Some data:
-- start --

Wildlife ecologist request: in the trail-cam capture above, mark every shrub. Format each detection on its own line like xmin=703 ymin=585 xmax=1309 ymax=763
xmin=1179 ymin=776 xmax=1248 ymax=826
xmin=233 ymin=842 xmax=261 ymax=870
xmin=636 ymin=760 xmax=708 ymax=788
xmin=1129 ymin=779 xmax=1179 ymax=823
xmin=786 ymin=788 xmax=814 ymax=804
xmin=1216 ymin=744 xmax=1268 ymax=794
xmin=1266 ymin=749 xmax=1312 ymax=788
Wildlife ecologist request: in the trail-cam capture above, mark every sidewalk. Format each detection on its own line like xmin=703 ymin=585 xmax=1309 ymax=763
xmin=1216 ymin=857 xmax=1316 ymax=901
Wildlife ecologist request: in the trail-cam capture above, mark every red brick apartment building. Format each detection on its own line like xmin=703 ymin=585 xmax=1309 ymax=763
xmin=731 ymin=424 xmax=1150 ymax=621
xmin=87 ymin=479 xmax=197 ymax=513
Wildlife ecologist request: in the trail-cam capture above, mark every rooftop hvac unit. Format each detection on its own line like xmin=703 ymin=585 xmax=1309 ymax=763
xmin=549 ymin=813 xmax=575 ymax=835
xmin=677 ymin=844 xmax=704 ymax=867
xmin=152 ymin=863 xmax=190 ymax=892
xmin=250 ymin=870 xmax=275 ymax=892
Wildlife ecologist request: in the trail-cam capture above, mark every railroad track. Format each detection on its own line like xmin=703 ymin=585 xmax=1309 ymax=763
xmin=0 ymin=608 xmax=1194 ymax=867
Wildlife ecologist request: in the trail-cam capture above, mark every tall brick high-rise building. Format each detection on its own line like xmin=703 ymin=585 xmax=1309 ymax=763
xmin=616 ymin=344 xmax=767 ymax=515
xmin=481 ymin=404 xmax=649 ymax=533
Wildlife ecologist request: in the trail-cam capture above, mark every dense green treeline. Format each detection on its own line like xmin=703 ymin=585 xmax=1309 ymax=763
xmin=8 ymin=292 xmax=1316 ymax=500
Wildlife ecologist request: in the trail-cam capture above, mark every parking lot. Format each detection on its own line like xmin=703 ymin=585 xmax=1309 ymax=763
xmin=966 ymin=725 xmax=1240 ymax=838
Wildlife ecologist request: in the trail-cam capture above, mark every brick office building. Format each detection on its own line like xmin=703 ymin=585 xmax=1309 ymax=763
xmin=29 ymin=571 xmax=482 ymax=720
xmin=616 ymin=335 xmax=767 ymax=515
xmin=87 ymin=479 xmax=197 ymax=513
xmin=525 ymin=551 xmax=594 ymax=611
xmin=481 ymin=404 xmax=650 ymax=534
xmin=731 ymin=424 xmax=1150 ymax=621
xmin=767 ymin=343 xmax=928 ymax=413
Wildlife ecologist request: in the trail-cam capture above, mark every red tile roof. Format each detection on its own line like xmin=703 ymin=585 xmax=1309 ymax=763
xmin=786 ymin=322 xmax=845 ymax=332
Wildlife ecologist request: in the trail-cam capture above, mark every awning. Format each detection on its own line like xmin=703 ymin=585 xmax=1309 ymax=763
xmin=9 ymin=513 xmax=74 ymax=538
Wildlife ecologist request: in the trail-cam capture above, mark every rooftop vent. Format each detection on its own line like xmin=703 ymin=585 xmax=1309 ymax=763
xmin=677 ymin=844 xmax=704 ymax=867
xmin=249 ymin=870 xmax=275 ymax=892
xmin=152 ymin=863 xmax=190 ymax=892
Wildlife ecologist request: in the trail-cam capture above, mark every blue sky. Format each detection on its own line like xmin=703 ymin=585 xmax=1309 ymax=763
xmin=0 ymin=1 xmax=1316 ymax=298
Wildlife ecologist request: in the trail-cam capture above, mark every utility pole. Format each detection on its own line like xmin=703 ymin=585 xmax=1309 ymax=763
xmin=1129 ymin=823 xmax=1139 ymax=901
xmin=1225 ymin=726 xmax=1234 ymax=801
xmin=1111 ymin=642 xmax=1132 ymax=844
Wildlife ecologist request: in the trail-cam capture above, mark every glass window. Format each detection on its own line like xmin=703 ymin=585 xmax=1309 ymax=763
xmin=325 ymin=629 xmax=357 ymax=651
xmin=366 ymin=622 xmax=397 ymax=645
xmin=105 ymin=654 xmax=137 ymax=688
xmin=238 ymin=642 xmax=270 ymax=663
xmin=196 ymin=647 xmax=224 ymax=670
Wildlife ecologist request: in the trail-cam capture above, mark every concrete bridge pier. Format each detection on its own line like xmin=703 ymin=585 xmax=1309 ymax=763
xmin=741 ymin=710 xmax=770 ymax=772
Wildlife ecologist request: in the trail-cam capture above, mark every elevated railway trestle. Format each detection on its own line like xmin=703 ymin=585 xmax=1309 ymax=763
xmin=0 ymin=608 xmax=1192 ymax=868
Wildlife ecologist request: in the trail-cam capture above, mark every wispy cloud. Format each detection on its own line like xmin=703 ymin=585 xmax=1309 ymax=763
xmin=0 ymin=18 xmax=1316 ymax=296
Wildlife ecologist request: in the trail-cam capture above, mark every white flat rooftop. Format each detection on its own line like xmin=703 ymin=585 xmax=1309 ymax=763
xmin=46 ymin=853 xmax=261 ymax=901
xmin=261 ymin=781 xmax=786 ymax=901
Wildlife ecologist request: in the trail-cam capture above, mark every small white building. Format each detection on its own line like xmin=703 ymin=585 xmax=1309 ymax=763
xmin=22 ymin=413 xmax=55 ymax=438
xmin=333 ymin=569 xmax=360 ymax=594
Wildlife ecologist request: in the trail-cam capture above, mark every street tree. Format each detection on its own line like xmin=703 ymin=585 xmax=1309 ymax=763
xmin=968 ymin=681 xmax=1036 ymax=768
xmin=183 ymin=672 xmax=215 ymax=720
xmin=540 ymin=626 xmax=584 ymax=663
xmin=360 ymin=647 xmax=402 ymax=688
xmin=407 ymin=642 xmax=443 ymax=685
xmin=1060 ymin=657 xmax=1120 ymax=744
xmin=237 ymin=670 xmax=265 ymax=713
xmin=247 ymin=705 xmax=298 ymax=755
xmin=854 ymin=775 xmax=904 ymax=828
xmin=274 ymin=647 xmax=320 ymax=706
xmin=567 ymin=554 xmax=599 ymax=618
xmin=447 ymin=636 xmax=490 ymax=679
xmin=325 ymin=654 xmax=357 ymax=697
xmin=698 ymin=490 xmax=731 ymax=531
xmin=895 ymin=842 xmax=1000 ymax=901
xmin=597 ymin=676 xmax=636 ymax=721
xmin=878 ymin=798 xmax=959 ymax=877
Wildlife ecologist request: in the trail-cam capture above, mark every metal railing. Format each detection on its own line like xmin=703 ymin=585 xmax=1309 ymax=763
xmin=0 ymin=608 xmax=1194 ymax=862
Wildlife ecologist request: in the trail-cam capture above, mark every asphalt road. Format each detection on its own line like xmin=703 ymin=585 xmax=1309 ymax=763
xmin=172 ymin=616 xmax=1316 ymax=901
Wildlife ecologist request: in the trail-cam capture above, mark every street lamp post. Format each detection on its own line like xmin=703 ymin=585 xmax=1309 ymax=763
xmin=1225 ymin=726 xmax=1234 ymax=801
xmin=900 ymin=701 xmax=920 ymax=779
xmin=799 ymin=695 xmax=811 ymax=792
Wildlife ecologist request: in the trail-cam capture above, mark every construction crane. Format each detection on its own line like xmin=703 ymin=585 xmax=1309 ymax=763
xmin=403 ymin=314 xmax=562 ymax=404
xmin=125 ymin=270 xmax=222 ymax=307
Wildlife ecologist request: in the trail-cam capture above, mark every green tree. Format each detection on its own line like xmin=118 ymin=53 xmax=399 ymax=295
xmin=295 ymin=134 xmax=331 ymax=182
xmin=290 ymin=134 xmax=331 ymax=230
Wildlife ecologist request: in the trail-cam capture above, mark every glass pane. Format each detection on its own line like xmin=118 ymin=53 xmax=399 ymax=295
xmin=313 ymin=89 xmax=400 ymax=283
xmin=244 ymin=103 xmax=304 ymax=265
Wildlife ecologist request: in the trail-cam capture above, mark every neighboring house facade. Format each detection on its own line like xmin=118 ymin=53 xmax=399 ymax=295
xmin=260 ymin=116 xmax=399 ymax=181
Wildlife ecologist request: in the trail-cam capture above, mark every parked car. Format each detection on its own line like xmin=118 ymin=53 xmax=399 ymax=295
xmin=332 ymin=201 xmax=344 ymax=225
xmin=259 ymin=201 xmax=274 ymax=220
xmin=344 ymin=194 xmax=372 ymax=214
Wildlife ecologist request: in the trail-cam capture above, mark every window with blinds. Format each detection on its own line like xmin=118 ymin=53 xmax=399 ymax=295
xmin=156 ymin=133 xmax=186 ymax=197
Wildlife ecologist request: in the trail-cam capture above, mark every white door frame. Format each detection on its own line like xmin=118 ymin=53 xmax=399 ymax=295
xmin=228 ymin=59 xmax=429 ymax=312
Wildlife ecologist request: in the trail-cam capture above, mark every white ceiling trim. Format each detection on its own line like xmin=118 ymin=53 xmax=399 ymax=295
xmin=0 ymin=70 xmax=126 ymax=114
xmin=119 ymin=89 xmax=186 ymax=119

-- end --

== The task ==
Swap "white" for "beige" in the data from the line containing "every white door" through the end of the data, with both ends included. Reproduce only those lines and leave everything else unchanged.

== Full output ==
Wildlife ecologist request: in the trail-cam capture above, mark every beige door frame. Format each detection on its own line like xmin=118 ymin=53 xmax=399 ymax=295
xmin=228 ymin=59 xmax=429 ymax=312
Wildlife ecologist request: in the trail-cam capture above, mark every beige ceiling trim. Format each detection on its own line like xmin=118 ymin=53 xmax=399 ymax=295
xmin=0 ymin=70 xmax=126 ymax=114
xmin=119 ymin=89 xmax=186 ymax=119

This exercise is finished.